__Data supplied__:
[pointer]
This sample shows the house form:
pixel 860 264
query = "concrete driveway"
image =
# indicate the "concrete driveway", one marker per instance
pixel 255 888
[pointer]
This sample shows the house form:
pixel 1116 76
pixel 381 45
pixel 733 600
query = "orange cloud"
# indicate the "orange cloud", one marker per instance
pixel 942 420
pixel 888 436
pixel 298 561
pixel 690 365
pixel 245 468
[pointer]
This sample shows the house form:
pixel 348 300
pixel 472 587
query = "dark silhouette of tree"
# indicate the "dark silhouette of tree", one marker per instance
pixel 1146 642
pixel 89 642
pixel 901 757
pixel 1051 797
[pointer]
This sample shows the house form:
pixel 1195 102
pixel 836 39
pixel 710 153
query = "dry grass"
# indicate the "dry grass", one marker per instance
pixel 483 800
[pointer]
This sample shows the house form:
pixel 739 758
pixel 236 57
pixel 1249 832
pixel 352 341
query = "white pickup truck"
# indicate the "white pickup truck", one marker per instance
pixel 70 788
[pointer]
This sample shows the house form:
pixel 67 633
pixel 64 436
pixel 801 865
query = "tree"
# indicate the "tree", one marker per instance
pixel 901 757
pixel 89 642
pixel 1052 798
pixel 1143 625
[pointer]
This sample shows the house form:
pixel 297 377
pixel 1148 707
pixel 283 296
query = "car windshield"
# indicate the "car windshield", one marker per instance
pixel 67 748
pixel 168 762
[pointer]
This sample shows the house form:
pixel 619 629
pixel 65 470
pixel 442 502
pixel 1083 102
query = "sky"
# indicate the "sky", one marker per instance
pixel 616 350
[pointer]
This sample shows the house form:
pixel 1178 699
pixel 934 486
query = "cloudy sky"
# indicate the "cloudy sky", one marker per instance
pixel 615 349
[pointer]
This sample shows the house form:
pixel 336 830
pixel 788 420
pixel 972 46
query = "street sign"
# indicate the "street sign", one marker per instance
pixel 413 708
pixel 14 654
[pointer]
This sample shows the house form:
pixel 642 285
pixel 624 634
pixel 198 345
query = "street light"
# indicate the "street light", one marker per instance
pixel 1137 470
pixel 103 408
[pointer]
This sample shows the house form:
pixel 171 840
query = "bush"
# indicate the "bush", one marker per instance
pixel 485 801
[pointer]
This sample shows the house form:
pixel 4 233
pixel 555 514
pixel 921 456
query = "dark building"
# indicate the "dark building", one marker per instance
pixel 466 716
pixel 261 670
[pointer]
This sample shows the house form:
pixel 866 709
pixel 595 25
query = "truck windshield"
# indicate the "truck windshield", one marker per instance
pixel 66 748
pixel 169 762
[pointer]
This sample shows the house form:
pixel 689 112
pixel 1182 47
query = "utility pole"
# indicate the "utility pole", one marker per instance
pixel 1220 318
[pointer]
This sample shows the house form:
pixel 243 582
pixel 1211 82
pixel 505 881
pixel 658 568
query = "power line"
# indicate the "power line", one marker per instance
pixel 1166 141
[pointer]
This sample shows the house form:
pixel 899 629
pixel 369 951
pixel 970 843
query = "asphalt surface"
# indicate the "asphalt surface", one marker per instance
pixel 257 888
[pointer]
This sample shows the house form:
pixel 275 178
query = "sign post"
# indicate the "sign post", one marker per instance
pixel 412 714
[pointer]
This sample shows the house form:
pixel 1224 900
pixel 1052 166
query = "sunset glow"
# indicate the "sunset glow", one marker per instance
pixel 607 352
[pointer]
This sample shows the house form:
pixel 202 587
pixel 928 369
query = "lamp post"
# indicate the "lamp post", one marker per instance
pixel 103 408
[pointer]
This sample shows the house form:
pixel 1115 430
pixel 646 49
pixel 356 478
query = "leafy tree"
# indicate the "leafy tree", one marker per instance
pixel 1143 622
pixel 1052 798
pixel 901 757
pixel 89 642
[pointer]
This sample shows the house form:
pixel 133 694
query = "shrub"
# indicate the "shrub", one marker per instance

__Problem requirements__:
All of the material must be reproduced exactly.

__Response below__:
[pointer]
This sample shows the house form:
pixel 860 264
query = "concrete driveway"
image =
# indicate the "concrete driveway", one marker per instance
pixel 255 888
[pointer]
This sample shows the house form:
pixel 1116 76
pixel 381 45
pixel 733 600
query = "orange cloud"
# indicate the "orange cloud", one marker per instance
pixel 942 420
pixel 888 436
pixel 298 561
pixel 690 365
pixel 245 468
[pointer]
This sample shows the house form:
pixel 348 300
pixel 472 587
query = "dark silhouette of tree"
# indicate the "dark silhouette of tree", one marker per instance
pixel 1146 642
pixel 89 642
pixel 901 757
pixel 1051 797
[pointer]
This sample shows the house form:
pixel 1195 102
pixel 836 39
pixel 710 153
query = "dry grass"
# indicate the "dry grass", one marker per instance
pixel 483 800
[pointer]
This sample shows the house form:
pixel 739 758
pixel 236 57
pixel 1249 832
pixel 352 341
query = "white pickup truck"
# indicate the "white pickup truck", one marker per instance
pixel 70 788
[pointer]
This sample shows the house form:
pixel 67 633
pixel 64 436
pixel 801 865
query = "tree"
# indicate the "tree", one marker per instance
pixel 901 757
pixel 89 642
pixel 1052 798
pixel 1143 625
[pointer]
This sample shows the house form:
pixel 297 377
pixel 1148 707
pixel 283 296
query = "car windshield"
# indicate the "car windshield", one marker per instance
pixel 67 748
pixel 168 762
[pointer]
This sample shows the house form:
pixel 619 629
pixel 65 470
pixel 442 502
pixel 1083 102
query = "sky"
# indicate the "sky", one marker per instance
pixel 616 350
[pointer]
This sample shows the house form:
pixel 1178 699
pixel 934 486
query = "cloudy sky"
# indicate the "cloudy sky", one marker per instance
pixel 615 349
[pointer]
This sample shows the house form:
pixel 336 830
pixel 788 420
pixel 972 46
query = "street sign"
# indicate the "street sign", one marker per instance
pixel 413 708
pixel 14 654
[pointer]
This sample shows the house form:
pixel 642 285
pixel 624 634
pixel 198 345
query = "street light"
# indicate the "street light", one marker per instance
pixel 1137 470
pixel 103 408
[pointer]
This sample shows the house form:
pixel 171 840
query = "bush"
# indicate the "bush", one marker per instance
pixel 485 801
[pointer]
This sample shows the house form:
pixel 4 233
pixel 555 514
pixel 921 456
query = "dark building"
# indicate the "dark building", one marker per instance
pixel 466 716
pixel 261 670
[pointer]
This sample shows the house form:
pixel 866 709
pixel 595 25
query = "truck windshield"
# indicate the "truck windshield", one marker per instance
pixel 66 748
pixel 169 762
[pointer]
This sample shows the house form:
pixel 689 112
pixel 1182 47
query = "utility pole"
# indicate the "utility pole", one marker per instance
pixel 1220 318
[pointer]
This sample shows the house form:
pixel 243 582
pixel 1211 82
pixel 505 881
pixel 658 568
query = "power line"
# indicate the "power line", one marker per instance
pixel 1166 141
[pointer]
This sample shows the house form:
pixel 899 629
pixel 369 951
pixel 970 843
query = "asphalt surface"
# indicate the "asphalt surface", one marker per instance
pixel 257 888
[pointer]
This sample shows the house form:
pixel 275 178
query = "sign post"
# indicate the "sign post", one marker per instance
pixel 412 714
[pointer]
This sample shows the house form:
pixel 1224 900
pixel 1052 166
query = "sunset glow"
# indicate the "sunset glow", one marker per instance
pixel 607 352
[pointer]
This sample shows the house form:
pixel 202 587
pixel 928 369
query = "lamp post"
# indicate the "lamp post", one marker per instance
pixel 103 408
[pointer]
This sample shows the house form:
pixel 1115 430
pixel 646 49
pixel 356 478
query = "leafy tree"
# indicate the "leafy tree", one marker per instance
pixel 1143 622
pixel 1052 798
pixel 901 757
pixel 89 642
[pointer]
This sample shows the house form:
pixel 133 694
query = "shrub"
# indicate the "shrub", one marker per instance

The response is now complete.